### [Text excerpt]
+--
Agent Anderson testified there "were a lot of cooks" in this operation and the way it unfolded seems proof of the adage that "too many cooks spoil the broth." More than any purposeful unlawful conduct, the record suggests a severe breakdown in communication between members of the investigative team. At least some members of the "entry team" mistakenly believed they were there to raid the Lindgren residence and to secure it against possible destruction of evidence. Given the absence of any objective justification for the officers' actions, the third Brown factor weighs toward a finding that defendant's consent to search the house was tainted by the unlawful conduct. The admitted purpose of detaining defendant in the first place was to get his consent for a search. Like Brown v. Illinois, the officers' actions here suggest an investigatory purpose and "give[] the appearance of having been calculated to cause surprise, fright, and confusion." 422 U.S. at 605. Defendant's consent to search was ultimately a product of those unlawful actions of the officers, and the need to deter such conduct warrants exclusion of any evidence found solely by reason of the defendant's consent to search. Florida v. Royer, 460 U.S. 491, 501 (1983) ("statements given during a period of illegal detention are inadmissible even though voluntarily given if they are the product of the illegal detention and not the result of an independent act of free will").
+--
### [Collection entries]
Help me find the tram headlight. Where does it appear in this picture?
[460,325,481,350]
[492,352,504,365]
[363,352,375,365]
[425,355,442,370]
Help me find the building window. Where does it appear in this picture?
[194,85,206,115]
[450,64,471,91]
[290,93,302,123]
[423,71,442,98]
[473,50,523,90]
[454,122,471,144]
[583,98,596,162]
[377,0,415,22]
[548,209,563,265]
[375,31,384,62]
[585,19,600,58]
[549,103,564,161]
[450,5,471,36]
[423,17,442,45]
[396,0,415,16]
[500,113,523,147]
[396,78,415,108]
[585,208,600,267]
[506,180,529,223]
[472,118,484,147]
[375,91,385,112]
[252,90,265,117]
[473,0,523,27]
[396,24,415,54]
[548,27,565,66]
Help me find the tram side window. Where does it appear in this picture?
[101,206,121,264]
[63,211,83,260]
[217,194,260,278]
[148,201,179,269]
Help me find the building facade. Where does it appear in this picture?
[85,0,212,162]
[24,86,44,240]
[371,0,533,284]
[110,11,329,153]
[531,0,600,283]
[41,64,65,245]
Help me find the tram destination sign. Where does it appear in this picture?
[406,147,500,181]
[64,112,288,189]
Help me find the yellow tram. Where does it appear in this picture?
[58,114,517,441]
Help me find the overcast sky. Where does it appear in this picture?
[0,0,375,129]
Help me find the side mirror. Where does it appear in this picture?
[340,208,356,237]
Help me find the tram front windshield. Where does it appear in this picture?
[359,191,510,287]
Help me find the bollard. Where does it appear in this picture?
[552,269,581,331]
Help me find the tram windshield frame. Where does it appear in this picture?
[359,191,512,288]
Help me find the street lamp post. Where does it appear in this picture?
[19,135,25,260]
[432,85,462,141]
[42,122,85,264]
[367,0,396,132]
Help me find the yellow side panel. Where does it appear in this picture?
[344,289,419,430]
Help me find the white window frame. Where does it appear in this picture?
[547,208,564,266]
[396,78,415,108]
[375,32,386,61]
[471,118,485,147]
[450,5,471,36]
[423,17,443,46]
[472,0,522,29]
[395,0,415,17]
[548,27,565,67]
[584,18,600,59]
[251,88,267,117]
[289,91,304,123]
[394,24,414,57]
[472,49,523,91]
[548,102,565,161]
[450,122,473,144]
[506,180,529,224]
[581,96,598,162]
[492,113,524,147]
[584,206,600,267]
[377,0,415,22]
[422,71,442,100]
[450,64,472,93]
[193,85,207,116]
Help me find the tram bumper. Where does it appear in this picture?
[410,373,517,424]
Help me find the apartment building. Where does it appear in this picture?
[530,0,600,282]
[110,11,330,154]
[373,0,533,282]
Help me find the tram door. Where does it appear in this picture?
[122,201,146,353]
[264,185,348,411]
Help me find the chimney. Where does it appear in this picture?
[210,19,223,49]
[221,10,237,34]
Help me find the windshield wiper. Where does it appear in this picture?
+--
### [Problems to solve]
(a) In the court opinion excerpt, what was the admitted purpose of detaining the defendant?
(b) Condense the paragraph of the court opinion excerpt that begins "Agent Anderson testified" into a shorter version that keeps its main facts.

### [Responses for each task]
(a) The purpose was to get his consent for a search.

(b) Agent Anderson testified that the operation had "a lot of cooks," and the record points less to purposeful misconduct than to a severe breakdown in communication within the investigative team. Some members of the "entry team" wrongly believed they were there to raid the Lindgren residence and secure it against destruction of evidence. With no objective justification for the officers' actions, the third Brown factor favors finding that the defendant's consent to search the house was tainted. The defendant was admittedly detained to obtain that consent, and, as in Brown v. Illinois, the officers' actions suggest an investigatory purpose calculated to cause "surprise, fright, and confusion." Because the consent was a product of the unlawful conduct, evidence found solely through it must be excluded, consistent with Florida v. Royer.